*GIVEN TEXT*
****************
The Church and Convent of los Dominicos of the Colonial City of Santo Domingo in the Dominican Republic, is the oldest Catholic building in continuous use in the Americas, and also, according to the UNESCO, it was the headquarters of the first university in the Americas, which was called the Universidad Santo Tomás de Aquino. Today it is part of the Colonial City complex, as a World Heritage Site.

History

The Church and Convent of los Dominicos is one of the oldest European buildings in the American continent. Its construction begins with the arrival of the Dominican Order in Santo Domingo, around 1510.

By 1517, the convent was inhabited by the friars, although it was not yet finished. In 1530 the church was in the completion stage, between the years 1531–1532, by Carmonese architects Antón and Alonso Gutiérrez; its official inauguration took place, with the presence of the friars Pedro de Córdoba, Reginaldo de Montesino, Bartolomé de las Casas and Antonio de Montesinos, the latter, he was the one who said the famous Sermón de Adviento in 1511, and who reprimanded the court of Diego Columbus for the mistreatment of the Natives, thus beginning the so-called Derecho de Gentes, which became one of the main controversies of the 16th century. thus generating the first controversy of the New World.

In 1534 the convent began its classes, and in 1538 it became the first university in the Americas, which was called the Universidad Santo Tomás de Aquino and later the Primate University of America, which today we know as the Autonomous University of Santo Domingo. (UASD). This began under the mandate of the Bula In Apostolatus Culmine, which was blessed by Pope Paul III, this university also had the characteristic of the University of Salamanca.

One of the main specialties of this university was Theology, from which great important figures of the colonial life of the time emerged. Great personalities from the Antilles and Mainland were trained at this university. During the 1540s, the church reached one of its greatest peaks, in this area of ​​study and university education and training.
****************
*STATED TASK A*
In the text about the Church and Convent of los Dominicos, in what year did the convent become the first university in the Americas?

Point labeling data from photos:
****************
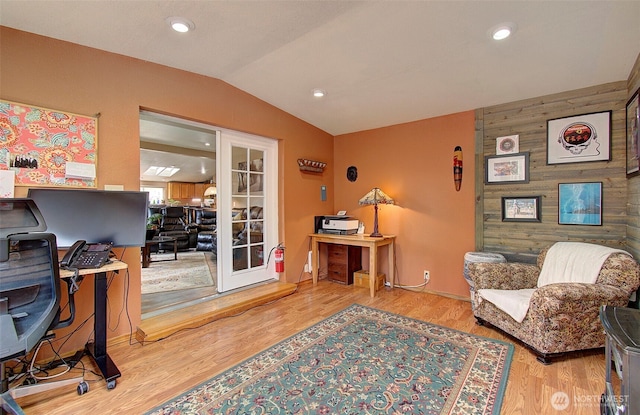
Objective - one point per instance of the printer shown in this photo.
(338, 225)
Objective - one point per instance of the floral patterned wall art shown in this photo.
(46, 147)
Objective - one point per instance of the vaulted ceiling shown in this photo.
(380, 62)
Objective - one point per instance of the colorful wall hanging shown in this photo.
(46, 147)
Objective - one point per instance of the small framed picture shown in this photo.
(521, 209)
(579, 138)
(509, 144)
(513, 168)
(633, 135)
(580, 203)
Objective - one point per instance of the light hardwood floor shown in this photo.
(157, 372)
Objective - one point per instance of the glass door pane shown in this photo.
(248, 204)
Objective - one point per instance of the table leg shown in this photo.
(98, 348)
(373, 268)
(146, 256)
(175, 249)
(315, 261)
(391, 248)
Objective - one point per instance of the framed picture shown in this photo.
(47, 147)
(579, 138)
(513, 168)
(580, 203)
(633, 134)
(521, 209)
(508, 144)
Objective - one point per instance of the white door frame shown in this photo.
(228, 279)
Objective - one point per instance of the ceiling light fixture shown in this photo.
(319, 93)
(180, 24)
(502, 31)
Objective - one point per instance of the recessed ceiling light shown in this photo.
(502, 31)
(319, 93)
(180, 24)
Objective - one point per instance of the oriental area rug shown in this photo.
(360, 361)
(192, 269)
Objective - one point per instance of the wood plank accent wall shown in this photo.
(633, 184)
(528, 118)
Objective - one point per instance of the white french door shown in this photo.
(247, 205)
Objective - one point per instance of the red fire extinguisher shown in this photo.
(278, 258)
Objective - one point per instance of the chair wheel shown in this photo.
(83, 387)
(29, 381)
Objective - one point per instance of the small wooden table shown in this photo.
(358, 240)
(146, 249)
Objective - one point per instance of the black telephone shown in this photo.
(84, 255)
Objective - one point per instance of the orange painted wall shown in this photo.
(54, 74)
(412, 163)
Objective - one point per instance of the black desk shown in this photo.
(98, 348)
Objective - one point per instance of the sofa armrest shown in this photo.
(575, 298)
(503, 276)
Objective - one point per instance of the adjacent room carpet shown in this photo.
(360, 361)
(193, 269)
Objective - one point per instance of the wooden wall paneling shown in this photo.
(528, 119)
(633, 183)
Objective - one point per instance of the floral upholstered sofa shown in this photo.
(561, 317)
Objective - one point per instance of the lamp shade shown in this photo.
(211, 191)
(375, 197)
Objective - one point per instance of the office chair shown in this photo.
(29, 296)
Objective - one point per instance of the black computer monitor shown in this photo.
(94, 216)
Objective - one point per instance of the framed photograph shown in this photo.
(521, 209)
(508, 144)
(513, 168)
(579, 138)
(580, 203)
(633, 134)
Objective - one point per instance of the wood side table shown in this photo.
(356, 240)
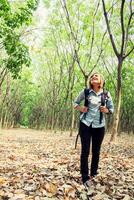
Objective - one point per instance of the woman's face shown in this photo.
(95, 79)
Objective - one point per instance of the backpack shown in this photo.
(104, 98)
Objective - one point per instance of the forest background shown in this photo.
(47, 51)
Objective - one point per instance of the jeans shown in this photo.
(87, 134)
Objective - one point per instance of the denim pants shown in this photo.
(88, 134)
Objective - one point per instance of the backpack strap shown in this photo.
(86, 93)
(104, 99)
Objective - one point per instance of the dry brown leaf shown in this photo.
(51, 188)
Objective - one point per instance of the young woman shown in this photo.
(91, 126)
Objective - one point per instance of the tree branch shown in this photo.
(122, 27)
(109, 30)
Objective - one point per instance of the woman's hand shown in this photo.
(104, 109)
(82, 109)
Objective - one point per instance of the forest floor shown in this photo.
(37, 165)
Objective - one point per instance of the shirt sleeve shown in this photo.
(110, 104)
(79, 98)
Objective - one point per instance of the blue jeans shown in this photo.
(87, 134)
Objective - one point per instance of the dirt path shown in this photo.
(42, 166)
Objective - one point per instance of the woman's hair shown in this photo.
(102, 81)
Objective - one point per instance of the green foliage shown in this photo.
(11, 22)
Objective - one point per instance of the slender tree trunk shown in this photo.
(118, 102)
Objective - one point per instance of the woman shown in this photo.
(91, 126)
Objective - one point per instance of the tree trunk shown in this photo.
(118, 103)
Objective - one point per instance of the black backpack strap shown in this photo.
(104, 98)
(86, 92)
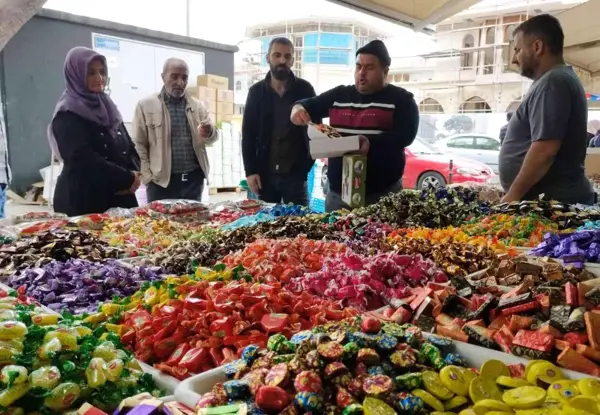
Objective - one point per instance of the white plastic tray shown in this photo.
(163, 381)
(191, 390)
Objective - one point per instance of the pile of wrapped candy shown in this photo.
(187, 326)
(52, 365)
(536, 309)
(186, 288)
(366, 367)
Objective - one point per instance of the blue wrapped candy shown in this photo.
(387, 342)
(301, 337)
(250, 353)
(375, 370)
(237, 389)
(409, 404)
(439, 341)
(455, 359)
(309, 401)
(231, 369)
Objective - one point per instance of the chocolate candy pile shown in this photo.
(434, 208)
(59, 245)
(531, 308)
(366, 367)
(566, 216)
(455, 259)
(576, 247)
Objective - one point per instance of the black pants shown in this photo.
(278, 188)
(181, 186)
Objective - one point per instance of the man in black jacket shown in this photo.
(275, 151)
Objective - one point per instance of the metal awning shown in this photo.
(582, 35)
(414, 14)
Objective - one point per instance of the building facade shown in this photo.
(471, 71)
(324, 51)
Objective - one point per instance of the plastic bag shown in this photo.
(38, 216)
(177, 206)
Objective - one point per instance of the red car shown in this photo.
(426, 166)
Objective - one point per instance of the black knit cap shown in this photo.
(377, 48)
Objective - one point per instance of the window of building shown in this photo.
(460, 142)
(400, 77)
(486, 143)
(467, 57)
(507, 50)
(488, 58)
(475, 104)
(430, 106)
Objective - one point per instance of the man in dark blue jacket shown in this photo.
(276, 152)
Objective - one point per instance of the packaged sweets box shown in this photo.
(354, 175)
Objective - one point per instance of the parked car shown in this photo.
(427, 166)
(483, 148)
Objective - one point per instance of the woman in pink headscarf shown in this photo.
(100, 164)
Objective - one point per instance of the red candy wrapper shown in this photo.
(535, 340)
(272, 399)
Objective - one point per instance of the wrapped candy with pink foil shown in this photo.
(369, 283)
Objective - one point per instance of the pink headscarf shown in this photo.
(76, 98)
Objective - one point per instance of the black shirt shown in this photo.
(285, 145)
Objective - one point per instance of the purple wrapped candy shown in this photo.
(79, 286)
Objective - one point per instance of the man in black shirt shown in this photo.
(385, 117)
(275, 151)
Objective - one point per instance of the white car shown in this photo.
(483, 148)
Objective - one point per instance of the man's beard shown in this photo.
(281, 72)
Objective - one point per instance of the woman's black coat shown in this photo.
(96, 166)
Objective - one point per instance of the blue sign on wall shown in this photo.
(106, 43)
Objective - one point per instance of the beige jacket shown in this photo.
(152, 137)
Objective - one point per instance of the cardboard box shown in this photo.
(592, 161)
(322, 146)
(225, 108)
(203, 93)
(354, 175)
(213, 81)
(211, 106)
(223, 118)
(224, 95)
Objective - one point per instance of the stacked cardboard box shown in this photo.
(225, 157)
(213, 92)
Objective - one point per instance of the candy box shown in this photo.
(326, 143)
(354, 175)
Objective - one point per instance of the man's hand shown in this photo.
(365, 145)
(205, 130)
(134, 186)
(254, 183)
(299, 115)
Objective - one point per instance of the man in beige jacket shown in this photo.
(171, 131)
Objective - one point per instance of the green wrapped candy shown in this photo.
(350, 350)
(14, 374)
(433, 354)
(354, 409)
(408, 381)
(63, 396)
(283, 358)
(275, 342)
(11, 395)
(46, 377)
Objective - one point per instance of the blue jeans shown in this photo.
(2, 200)
(333, 200)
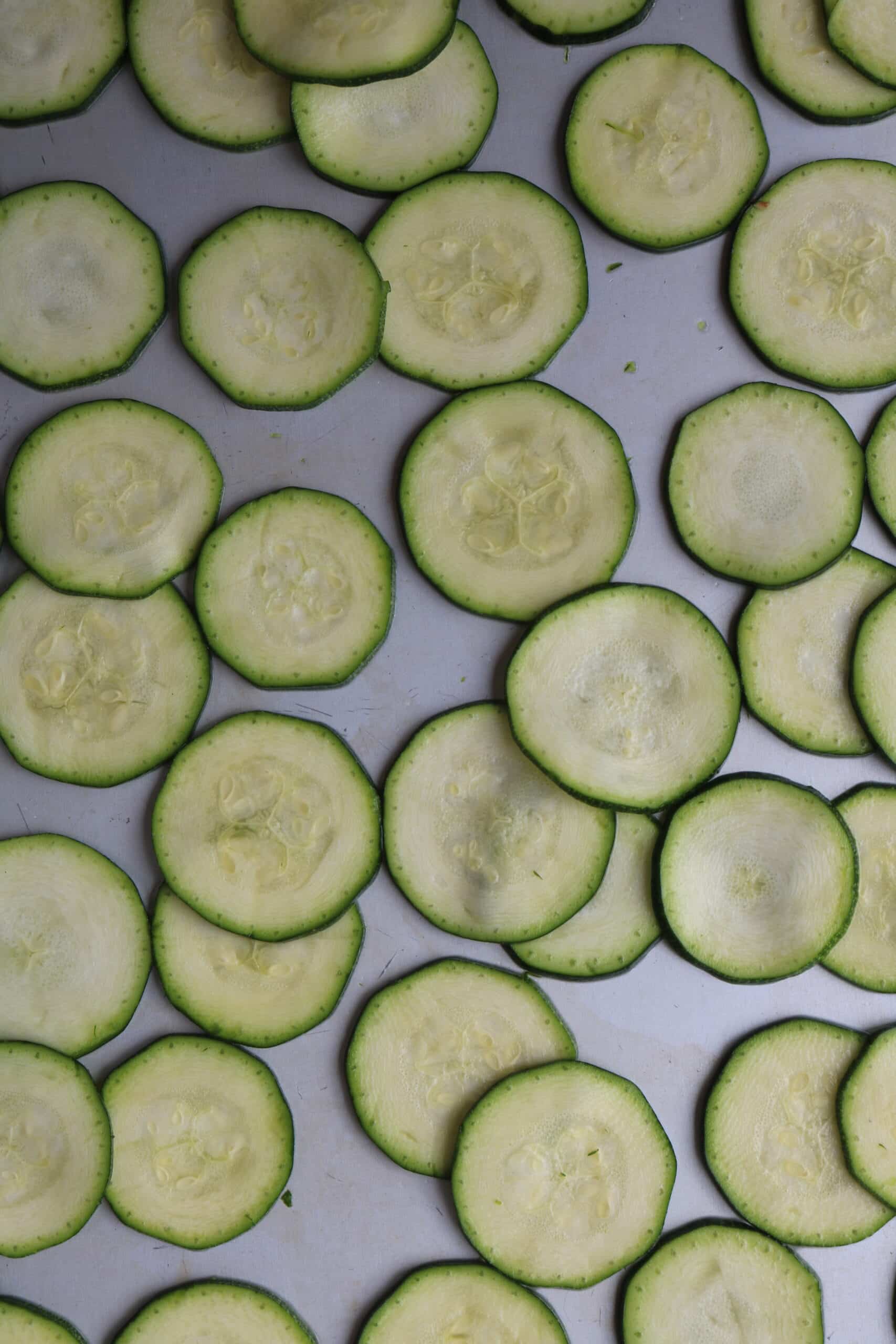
****************
*STATED TASK B*
Pick out every line in the rows above that contains the string "forest", matching case exactly.

*CORRECT ANSWER A*
1538

*CORRECT ANSWER B*
Objective - one point per instance of the forest background shown in this photo.
Objective - one point per instance of the forest floor shown in this photo.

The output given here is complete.